Provided entries:
---------------

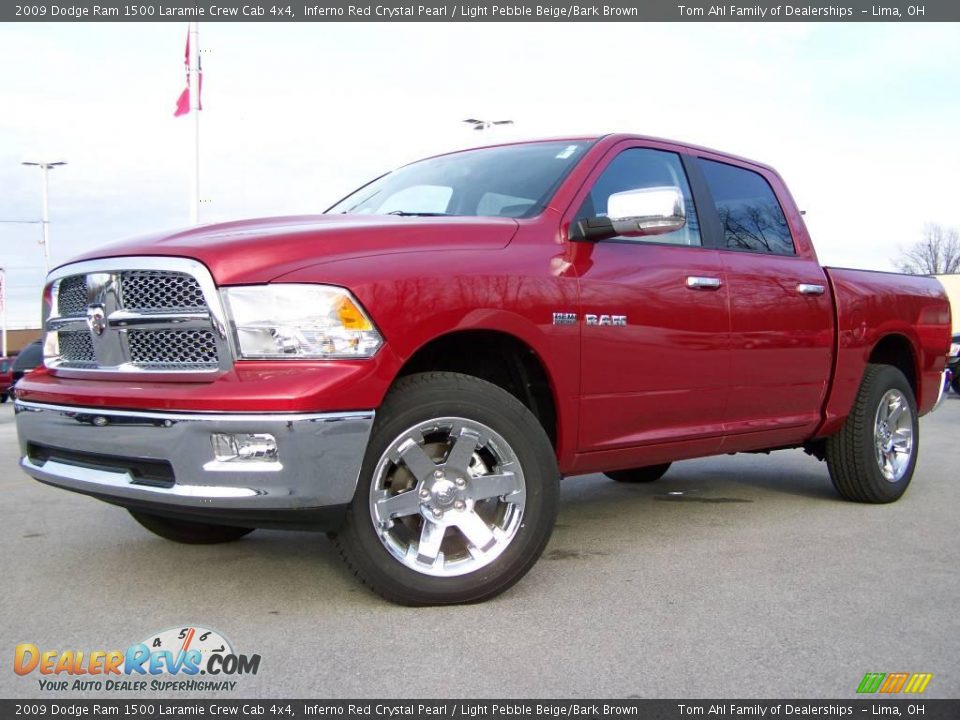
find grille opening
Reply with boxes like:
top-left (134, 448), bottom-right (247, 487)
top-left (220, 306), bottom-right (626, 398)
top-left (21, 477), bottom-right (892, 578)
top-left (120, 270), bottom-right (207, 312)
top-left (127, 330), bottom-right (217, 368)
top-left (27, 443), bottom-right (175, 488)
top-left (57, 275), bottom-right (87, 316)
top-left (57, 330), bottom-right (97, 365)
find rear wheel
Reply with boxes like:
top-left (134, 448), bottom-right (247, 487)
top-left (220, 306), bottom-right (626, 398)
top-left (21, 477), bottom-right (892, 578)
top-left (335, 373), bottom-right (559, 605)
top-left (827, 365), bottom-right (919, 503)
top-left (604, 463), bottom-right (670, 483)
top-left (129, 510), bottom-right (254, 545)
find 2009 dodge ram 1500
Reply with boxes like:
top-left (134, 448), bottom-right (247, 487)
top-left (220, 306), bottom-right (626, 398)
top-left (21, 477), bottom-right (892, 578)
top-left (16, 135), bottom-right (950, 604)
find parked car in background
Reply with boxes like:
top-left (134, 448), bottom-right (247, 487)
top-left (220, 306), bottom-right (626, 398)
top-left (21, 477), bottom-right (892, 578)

---------------

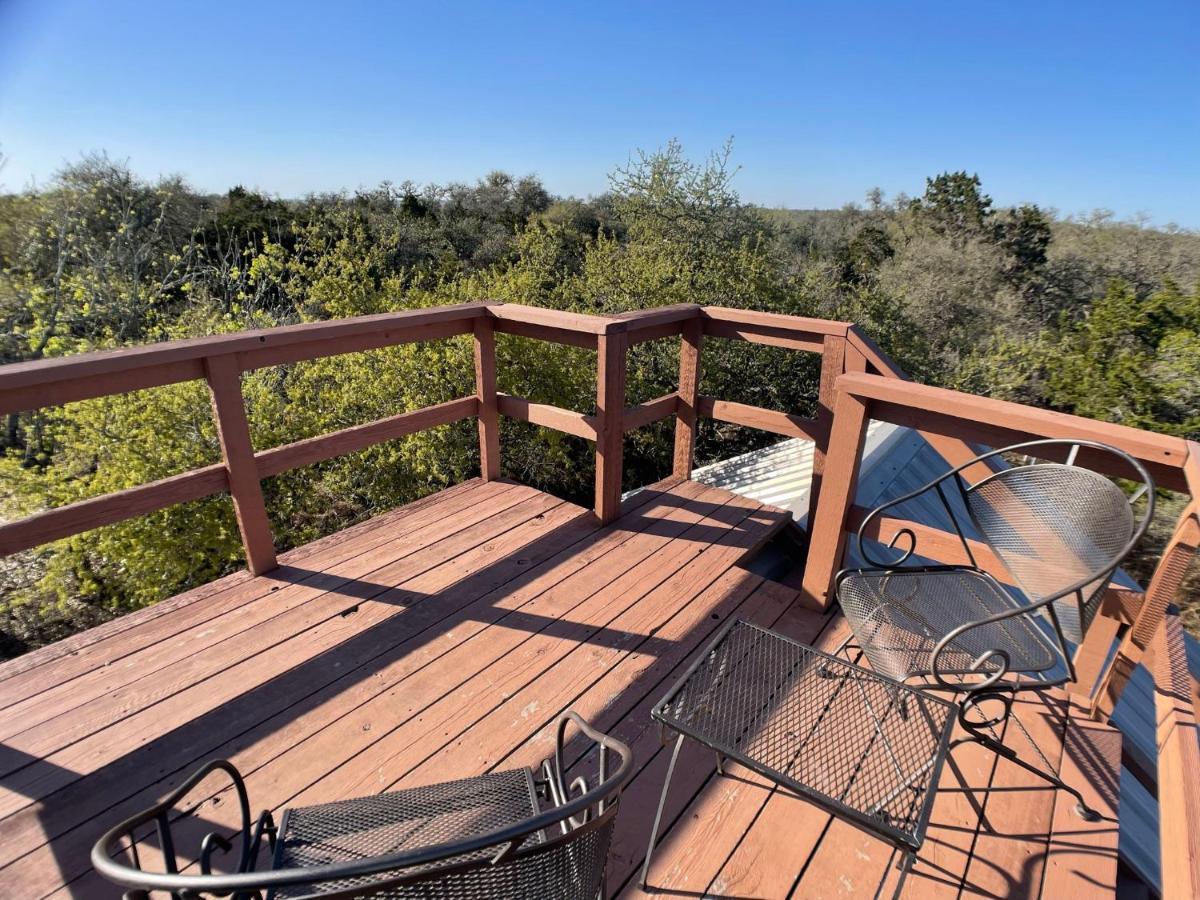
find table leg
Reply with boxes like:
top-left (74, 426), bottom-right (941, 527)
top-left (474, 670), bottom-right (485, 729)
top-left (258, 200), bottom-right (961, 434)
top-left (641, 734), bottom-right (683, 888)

---------------

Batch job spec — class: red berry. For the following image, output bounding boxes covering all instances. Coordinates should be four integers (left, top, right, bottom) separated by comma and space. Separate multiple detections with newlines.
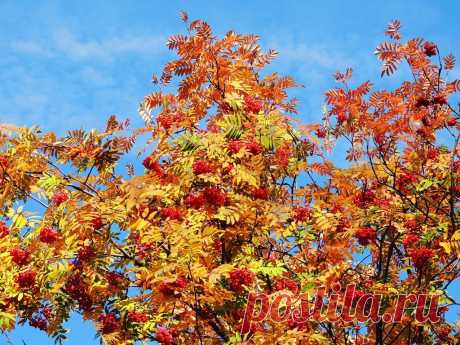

---------------

Direction: Echo the data verbatim, beginning at the line that contains "find rear wheel" and stopping after the line that contains "top-left (129, 510), bottom-right (254, 545)".

Written answer:
find rear wheel
Reply with boxes like:
top-left (134, 448), bottom-right (247, 487)
top-left (220, 306), bottom-right (626, 398)
top-left (21, 477), bottom-right (892, 578)
top-left (335, 373), bottom-right (559, 605)
top-left (827, 365), bottom-right (919, 503)
top-left (604, 463), bottom-right (670, 483)
top-left (129, 510), bottom-right (254, 545)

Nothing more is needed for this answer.